| EXCERPTED PASSAGE |
Re: Memory usage

Clay Ferguson Tue, 24 Nov 2015 14:37:35 -0800

Kevin,
Oh, maybe Sling can't do it LIMIT. I didn't realize (or notice) you were on
Sling, my bad. In my product (meta64.com) I didn't go with sling and I talk
directly to the Java API itself.


Best regards,
Clay Ferguson
[email protected]


On Tue, Nov 24, 2015 at 3:58 PM, Roll, Kevin <[email protected]> wrote:

> That's in JBoss, guy. Maybe it works there, but it doesn't in Sling... I
> tried it!
>
> -----Original Message-----
> From: Clay Ferguson [mailto:[email protected]]
> Sent: Tuesday, November 24, 2015 4:47 PM
> To: [email protected]
> Subject: Re: Memory usage
>
> Come on Kevin, I just googled it and found it immediately bro. :)
>
>
> https://docs.jboss.org/jbossdna/0.7/manuals/reference/html/jcr-query-and-search.html#jcr-sql2-limits
>
> Best regards,
> Clay Ferguson
> [email protected]
>
>
> On Tue, Nov 24, 2015 at 3:30 PM, Roll, Kevin <[email protected]> wrote:
>
> > Unfortunately the use of 'limit' is not supported (via JCR-SQL2 queries):
> >
> > https://issues.apache.org/jira/browse/SLING-1873
> >
> > I set resultFetchSize to a very low number and I was still able to
> iterate
> > through a larger result set, although this may have been batched behind
> the
> > scenes. I'm hoping that my new flag-based task will drastically cut down
> > the result set size and prevent the runaway memory usage anyway.

| LISTED ENTRIES |
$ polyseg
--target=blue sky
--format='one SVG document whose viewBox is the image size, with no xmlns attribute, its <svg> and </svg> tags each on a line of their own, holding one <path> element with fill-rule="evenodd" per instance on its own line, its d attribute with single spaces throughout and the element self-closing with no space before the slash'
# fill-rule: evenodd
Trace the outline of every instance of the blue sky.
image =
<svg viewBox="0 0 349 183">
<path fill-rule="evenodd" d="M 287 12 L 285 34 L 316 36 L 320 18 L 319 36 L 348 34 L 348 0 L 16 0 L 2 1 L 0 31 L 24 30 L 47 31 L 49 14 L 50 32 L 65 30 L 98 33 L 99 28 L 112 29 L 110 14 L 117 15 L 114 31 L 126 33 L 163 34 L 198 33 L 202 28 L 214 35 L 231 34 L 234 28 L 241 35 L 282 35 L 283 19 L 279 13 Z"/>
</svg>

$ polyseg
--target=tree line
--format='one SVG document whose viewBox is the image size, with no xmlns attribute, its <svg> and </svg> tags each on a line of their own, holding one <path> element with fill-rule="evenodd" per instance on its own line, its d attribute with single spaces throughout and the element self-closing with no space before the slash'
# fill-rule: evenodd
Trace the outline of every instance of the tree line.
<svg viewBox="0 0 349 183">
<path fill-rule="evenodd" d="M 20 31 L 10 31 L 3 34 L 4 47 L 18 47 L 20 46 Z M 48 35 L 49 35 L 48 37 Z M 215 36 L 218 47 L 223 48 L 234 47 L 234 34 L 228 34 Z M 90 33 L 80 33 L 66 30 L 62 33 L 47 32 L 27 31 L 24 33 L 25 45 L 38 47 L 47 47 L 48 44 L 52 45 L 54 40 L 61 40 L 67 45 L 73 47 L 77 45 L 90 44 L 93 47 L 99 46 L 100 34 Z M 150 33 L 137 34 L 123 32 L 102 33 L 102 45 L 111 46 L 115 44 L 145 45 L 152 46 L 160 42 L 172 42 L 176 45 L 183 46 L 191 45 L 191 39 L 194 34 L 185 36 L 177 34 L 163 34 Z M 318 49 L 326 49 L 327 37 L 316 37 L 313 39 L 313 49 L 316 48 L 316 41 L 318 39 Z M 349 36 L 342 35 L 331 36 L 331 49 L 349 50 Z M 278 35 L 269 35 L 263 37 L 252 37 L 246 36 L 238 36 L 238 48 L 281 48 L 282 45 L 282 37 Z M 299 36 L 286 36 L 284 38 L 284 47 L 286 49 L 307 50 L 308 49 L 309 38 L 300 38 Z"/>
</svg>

| STATED TASK |
Can you repeat, word for word, the portion of the memory usage thread that begins with the words "On Tue, Nov 24, 2015 at 3:58" and ends with "immediately bro. :)"?

| RESPONSE BELOW |
On Tue, Nov 24, 2015 at 3:58 PM, Roll, Kevin <[email protected]> wrote:

> That's in JBoss, guy. Maybe it works there, but it doesn't in Sling... I
> tried it!
>
> -----Original Message-----
> From: Clay Ferguson [mailto:[email protected]]
> Sent: Tuesday, November 24, 2015 4:47 PM
> To: [email protected]
> Subject: Re: Memory usage
>
> Come on Kevin, I just googled it and found it immediately bro. :)